TRABAJO REQUERIDO - Transcribe literalmente el texto sobre Ángel Ganivet entre "Angel Ganivet fue" y "crisis de identidad.", ambos incluidos.

Ángel Ganivet, corresponsal en Helsingfors

Angel Ganivet fue uno de los grandes pensadores de la Generación del 98 y un gran viajero. El periodista y escritor Pedro Páramo esboza unos interesantes apuntes sobre su persona, su obra y en particular sobre sus “Cartas finlandesas”, una curiosa obra de la literatura de viajes que reflejan el contraste de mentalidades entre el mundo nórdico de finales del XIX y la atrasada España, sumida por entonces en una profunda crisis de identidad.

Por Pedro Páramo

Bibliografía: Boletín 11 Premios Sociedad Geográfica 2002

Ganivet es un nombre relevante en las letras españolas, sobre todo por sus ensayos. Algunos historiadores de nuestra literatura lo consideran el gran pensador de la llamada Generación del 98, a la altura de Unamuno, en tanto que para otros se trata de un precursor de este grupo de escritores que brilló en los momentos en que España perdía sus penúltimas posesiones ultramarinas y nuestro país atravesaba una profunda crisis de identidad tratando de adaptarse a la modernidad que movilizaba al resto de Europa. Pero Ángel Ganivet, el miembro de la Generación del 98 que más viajó y mayor contacto tuvo con los cambios europeos, fue también un excelente escritor de viajes y un magnífico novelista, como se puede apreciar en su obra. ‘La conquista del reino Maya por el último conquistador español, Pío Cid’. Como escritor viajero, su libro ‘Cartas finlandesas’ merecería mayor atención por parte de los editores ahora que la literatura de viajes es una de las preferidas por los lectores españoles.

EXTRACTO DE DATOS -
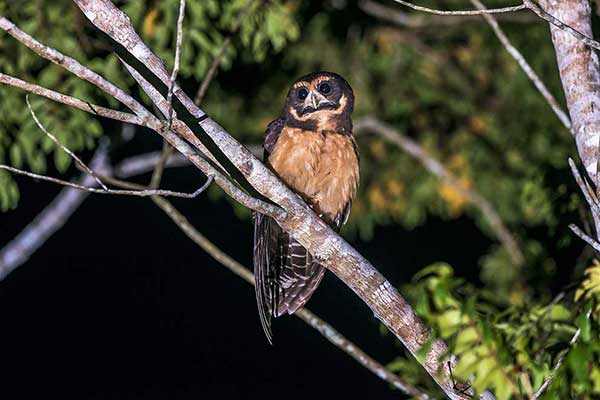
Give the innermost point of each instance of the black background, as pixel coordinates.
(120, 304)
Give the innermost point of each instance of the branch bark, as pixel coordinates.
(57, 213)
(296, 218)
(299, 220)
(580, 75)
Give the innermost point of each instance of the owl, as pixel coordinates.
(313, 152)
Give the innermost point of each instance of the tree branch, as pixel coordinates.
(421, 21)
(557, 21)
(78, 161)
(550, 378)
(580, 76)
(533, 77)
(299, 221)
(297, 218)
(56, 214)
(461, 12)
(178, 44)
(71, 101)
(218, 59)
(438, 169)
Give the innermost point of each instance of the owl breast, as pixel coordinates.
(320, 166)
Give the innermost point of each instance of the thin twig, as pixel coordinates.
(157, 174)
(550, 378)
(175, 71)
(468, 12)
(71, 101)
(63, 147)
(527, 4)
(587, 191)
(57, 213)
(52, 218)
(533, 77)
(218, 59)
(589, 240)
(413, 149)
(561, 25)
(433, 22)
(139, 193)
(304, 314)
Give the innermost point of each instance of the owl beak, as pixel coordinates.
(314, 101)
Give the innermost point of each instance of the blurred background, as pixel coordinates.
(119, 303)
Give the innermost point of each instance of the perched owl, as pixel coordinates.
(313, 151)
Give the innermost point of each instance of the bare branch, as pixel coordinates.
(559, 362)
(56, 214)
(214, 66)
(71, 101)
(175, 71)
(533, 77)
(581, 35)
(587, 191)
(51, 219)
(594, 243)
(139, 193)
(294, 216)
(458, 13)
(304, 314)
(438, 169)
(580, 76)
(59, 144)
(147, 118)
(81, 71)
(422, 21)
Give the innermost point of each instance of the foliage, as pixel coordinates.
(512, 350)
(452, 88)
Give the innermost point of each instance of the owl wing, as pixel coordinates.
(284, 271)
(266, 251)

RESPUESTA FINAL -
Angel Ganivet fue uno de los grandes pensadores de la Generación del 98 y un gran viajero. El periodista y escritor Pedro Páramo esboza unos interesantes apuntes sobre su persona, su obra y en particular sobre sus “Cartas finlandesas”, una curiosa obra de la literatura de viajes que reflejan el contraste de mentalidades entre el mundo nórdico de finales del XIX y la atrasada España, sumida por entonces en una profunda crisis de identidad.